> **REQUIREMENTS**
Please set out the records below as a Markdown table with the columns Row and Line, giving each line a row number and leaving out blank lines. Start at the line that contains "--target pumpkin rib groove" and stop after the line that contains "198 131 L 201", taking in only those lines.

> **RECORDS TO PROCESS**
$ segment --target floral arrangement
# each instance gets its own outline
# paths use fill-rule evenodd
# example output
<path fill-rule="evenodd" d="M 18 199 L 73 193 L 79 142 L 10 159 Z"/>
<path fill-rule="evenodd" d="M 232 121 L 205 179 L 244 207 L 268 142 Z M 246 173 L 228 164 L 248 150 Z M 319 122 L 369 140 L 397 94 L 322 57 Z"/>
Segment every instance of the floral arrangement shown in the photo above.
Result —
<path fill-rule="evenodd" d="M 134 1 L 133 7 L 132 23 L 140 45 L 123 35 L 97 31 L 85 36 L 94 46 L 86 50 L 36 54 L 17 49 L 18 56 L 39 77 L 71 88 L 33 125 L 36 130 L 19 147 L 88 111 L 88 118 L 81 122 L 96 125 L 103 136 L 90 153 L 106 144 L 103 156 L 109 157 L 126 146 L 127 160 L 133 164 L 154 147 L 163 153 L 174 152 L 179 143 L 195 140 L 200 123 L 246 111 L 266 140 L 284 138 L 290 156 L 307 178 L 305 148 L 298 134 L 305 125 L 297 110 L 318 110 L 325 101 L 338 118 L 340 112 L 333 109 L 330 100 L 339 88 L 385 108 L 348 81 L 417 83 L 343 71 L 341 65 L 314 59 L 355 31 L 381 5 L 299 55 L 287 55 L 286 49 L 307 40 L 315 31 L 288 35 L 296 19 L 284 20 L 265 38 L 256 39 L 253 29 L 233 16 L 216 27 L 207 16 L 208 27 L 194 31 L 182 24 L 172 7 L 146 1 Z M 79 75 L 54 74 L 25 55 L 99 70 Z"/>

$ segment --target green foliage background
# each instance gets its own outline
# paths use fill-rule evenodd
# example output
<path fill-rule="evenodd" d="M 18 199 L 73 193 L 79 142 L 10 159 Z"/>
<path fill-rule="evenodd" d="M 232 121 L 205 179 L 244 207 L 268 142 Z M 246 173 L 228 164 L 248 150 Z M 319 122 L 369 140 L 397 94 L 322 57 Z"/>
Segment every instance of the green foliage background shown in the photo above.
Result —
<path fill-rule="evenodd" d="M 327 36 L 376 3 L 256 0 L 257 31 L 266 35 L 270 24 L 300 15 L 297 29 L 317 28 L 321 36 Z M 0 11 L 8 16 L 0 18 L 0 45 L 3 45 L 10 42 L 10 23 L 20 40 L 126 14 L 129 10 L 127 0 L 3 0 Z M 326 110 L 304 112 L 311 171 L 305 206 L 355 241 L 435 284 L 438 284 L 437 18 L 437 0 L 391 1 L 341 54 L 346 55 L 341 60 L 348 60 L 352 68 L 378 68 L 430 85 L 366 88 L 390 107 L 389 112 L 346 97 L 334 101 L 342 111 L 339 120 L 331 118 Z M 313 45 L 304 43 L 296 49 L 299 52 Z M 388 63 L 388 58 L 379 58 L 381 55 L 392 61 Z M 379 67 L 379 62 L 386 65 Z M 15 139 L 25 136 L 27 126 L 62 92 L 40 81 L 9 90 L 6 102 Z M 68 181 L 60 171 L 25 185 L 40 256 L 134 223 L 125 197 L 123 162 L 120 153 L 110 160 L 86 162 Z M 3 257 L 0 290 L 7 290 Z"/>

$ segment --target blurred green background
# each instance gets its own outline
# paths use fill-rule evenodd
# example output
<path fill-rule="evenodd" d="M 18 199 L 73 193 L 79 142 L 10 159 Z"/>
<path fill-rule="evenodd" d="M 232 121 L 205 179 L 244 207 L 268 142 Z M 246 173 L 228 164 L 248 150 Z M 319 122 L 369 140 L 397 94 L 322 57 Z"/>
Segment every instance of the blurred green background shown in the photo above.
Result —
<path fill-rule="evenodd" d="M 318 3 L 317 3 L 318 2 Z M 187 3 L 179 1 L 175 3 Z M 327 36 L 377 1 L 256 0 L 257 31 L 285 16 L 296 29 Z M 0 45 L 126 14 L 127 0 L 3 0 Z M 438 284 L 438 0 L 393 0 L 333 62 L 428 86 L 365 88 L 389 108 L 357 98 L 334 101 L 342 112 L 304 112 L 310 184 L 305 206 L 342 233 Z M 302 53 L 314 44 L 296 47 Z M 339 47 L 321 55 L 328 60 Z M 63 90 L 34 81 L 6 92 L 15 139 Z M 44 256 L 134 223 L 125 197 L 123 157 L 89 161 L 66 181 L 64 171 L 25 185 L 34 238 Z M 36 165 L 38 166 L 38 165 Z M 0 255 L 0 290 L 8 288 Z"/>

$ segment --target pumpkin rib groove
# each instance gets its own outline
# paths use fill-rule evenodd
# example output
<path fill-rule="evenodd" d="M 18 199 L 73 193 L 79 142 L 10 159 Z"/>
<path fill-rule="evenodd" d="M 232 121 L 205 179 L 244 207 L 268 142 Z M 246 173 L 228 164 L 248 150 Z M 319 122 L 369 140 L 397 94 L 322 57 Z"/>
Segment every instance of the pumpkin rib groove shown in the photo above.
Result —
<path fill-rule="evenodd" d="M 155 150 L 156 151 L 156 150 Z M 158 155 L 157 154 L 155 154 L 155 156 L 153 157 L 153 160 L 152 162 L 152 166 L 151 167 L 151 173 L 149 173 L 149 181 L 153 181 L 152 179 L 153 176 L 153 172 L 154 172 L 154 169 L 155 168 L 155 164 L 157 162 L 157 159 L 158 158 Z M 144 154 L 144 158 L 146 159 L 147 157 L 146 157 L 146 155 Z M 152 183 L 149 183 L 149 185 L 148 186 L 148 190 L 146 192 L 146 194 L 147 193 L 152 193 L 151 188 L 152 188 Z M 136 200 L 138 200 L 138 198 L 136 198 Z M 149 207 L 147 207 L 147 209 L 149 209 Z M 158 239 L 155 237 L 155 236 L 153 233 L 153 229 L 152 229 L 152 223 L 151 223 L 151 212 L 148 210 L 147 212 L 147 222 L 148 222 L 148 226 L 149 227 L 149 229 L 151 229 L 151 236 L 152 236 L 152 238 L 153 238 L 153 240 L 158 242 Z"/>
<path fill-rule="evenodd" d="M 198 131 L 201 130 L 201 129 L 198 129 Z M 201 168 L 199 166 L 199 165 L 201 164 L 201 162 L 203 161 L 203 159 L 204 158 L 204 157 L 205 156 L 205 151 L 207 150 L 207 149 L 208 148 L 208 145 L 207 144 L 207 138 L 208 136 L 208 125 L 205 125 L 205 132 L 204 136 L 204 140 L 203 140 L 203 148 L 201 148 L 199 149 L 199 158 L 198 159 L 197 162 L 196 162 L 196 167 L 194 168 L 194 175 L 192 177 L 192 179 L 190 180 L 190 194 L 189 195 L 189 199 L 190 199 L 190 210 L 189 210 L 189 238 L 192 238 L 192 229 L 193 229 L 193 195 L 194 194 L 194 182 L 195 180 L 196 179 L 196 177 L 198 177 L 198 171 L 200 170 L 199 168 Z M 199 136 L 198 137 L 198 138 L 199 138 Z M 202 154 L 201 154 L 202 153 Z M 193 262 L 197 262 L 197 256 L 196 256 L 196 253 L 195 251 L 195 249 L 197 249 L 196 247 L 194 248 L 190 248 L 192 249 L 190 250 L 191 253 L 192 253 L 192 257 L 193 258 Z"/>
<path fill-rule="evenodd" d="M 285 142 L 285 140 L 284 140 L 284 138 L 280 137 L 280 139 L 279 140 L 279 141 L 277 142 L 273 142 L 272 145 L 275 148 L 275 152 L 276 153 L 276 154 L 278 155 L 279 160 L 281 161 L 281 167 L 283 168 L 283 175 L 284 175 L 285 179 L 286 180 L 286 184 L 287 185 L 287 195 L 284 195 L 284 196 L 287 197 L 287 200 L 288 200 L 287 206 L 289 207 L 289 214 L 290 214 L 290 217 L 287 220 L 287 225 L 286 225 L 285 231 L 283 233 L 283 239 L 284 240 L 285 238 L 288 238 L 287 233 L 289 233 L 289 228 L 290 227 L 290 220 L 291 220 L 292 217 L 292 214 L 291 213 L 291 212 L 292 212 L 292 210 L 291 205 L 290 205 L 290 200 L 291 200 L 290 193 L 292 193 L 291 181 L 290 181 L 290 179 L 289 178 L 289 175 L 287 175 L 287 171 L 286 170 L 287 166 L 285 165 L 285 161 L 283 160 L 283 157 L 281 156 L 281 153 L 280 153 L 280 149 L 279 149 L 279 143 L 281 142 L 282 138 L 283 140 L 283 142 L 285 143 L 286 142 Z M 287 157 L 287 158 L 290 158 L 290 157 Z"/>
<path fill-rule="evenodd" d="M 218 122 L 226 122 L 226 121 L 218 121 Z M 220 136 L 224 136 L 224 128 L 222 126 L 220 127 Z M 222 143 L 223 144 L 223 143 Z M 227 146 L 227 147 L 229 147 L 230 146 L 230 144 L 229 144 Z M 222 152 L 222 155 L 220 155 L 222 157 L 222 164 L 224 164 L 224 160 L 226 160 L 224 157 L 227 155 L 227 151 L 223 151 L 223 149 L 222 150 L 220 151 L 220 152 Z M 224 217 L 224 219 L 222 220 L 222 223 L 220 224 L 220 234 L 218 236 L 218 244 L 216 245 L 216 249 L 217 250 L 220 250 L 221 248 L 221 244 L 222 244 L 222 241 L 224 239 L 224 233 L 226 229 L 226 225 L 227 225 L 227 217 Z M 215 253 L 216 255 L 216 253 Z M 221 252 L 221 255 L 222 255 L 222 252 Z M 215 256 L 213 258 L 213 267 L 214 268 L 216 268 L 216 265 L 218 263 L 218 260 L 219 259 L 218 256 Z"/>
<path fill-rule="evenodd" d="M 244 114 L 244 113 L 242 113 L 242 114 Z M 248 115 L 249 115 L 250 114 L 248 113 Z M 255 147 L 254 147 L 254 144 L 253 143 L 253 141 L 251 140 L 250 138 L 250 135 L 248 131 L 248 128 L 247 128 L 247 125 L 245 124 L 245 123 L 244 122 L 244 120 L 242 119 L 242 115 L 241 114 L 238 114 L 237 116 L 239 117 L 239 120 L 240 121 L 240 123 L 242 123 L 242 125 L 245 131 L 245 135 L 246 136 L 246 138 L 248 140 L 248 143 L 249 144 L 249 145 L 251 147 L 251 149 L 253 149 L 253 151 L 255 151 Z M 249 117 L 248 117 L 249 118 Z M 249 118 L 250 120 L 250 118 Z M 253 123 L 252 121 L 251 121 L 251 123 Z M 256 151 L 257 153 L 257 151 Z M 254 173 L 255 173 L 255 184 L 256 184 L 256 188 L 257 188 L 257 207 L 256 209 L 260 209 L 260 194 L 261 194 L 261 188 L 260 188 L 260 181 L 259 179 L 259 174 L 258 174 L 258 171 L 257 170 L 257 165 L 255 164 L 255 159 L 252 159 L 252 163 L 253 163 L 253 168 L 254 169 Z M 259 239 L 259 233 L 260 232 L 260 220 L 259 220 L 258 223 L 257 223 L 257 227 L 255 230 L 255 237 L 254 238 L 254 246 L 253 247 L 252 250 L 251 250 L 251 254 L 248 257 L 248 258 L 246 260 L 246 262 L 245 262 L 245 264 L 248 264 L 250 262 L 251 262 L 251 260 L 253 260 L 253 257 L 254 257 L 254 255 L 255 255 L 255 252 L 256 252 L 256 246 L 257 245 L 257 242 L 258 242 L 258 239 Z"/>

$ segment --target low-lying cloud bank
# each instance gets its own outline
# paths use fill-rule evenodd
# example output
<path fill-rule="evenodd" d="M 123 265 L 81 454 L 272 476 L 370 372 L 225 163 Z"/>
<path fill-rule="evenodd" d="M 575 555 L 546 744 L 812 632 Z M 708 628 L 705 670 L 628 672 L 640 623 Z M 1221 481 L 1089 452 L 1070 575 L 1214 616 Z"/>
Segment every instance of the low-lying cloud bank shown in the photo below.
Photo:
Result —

> **RESPONSE BELOW**
| Row | Line |
|---|---|
| 1 | $ segment --target pumpkin rib groove |
| 2 | # each instance gets its own outline |
| 3 | # paths use fill-rule evenodd |
| 4 | # example output |
| 5 | <path fill-rule="evenodd" d="M 18 199 L 73 193 L 79 142 L 10 159 Z"/> |
| 6 | <path fill-rule="evenodd" d="M 232 121 L 205 179 L 244 207 L 268 142 Z M 246 173 L 228 164 L 248 150 Z M 319 122 L 369 140 L 397 94 L 322 57 Z"/> |
| 7 | Segment every instance of the pumpkin rib groove shown in the photo above. |
| 8 | Result — |
| 9 | <path fill-rule="evenodd" d="M 155 150 L 156 151 L 156 150 Z M 158 155 L 157 154 L 155 154 L 155 156 L 153 157 L 153 160 L 152 162 L 152 166 L 151 167 L 151 173 L 149 173 L 149 181 L 153 181 L 152 179 L 153 176 L 153 172 L 154 172 L 154 169 L 155 168 L 155 164 L 157 162 L 157 159 L 158 158 Z M 144 154 L 144 158 L 146 159 L 147 157 L 146 157 L 146 155 Z M 152 183 L 149 183 L 149 185 L 148 186 L 148 190 L 146 192 L 146 194 L 147 193 L 152 193 L 151 188 L 152 188 Z M 136 200 L 138 200 L 138 198 L 136 198 Z M 149 207 L 147 207 L 147 209 L 149 209 Z M 158 239 L 155 237 L 155 236 L 153 233 L 153 229 L 152 229 L 152 223 L 151 223 L 151 212 L 148 210 L 147 212 L 147 222 L 148 222 L 148 226 L 149 227 L 149 229 L 151 229 L 151 236 L 152 236 L 152 238 L 153 238 L 153 240 L 158 242 Z"/> |
| 10 | <path fill-rule="evenodd" d="M 198 131 L 201 130 L 201 129 L 198 129 Z M 201 168 L 199 166 L 199 165 L 201 164 L 201 162 L 203 161 L 203 159 L 204 158 L 204 157 L 205 156 L 205 151 L 207 150 L 207 149 L 208 148 L 208 145 L 207 144 L 207 138 L 208 136 L 208 125 L 205 125 L 205 132 L 204 136 L 204 140 L 203 140 L 203 148 L 201 148 L 199 149 L 199 158 L 198 159 L 197 162 L 196 162 L 196 167 L 194 168 L 194 175 L 192 177 L 192 179 L 190 180 L 190 194 L 189 195 L 189 199 L 190 199 L 190 210 L 189 210 L 189 238 L 192 238 L 192 229 L 193 229 L 193 195 L 194 194 L 194 182 L 195 180 L 196 179 L 196 177 L 198 177 L 198 171 L 200 170 L 199 168 Z M 199 136 L 198 137 L 198 138 L 199 138 Z M 202 154 L 201 154 L 202 153 Z M 193 262 L 197 262 L 197 256 L 196 256 L 196 253 L 195 251 L 195 249 L 197 249 L 196 247 L 194 248 L 190 248 L 192 249 L 190 250 L 191 253 L 192 253 L 192 257 L 193 258 Z"/> |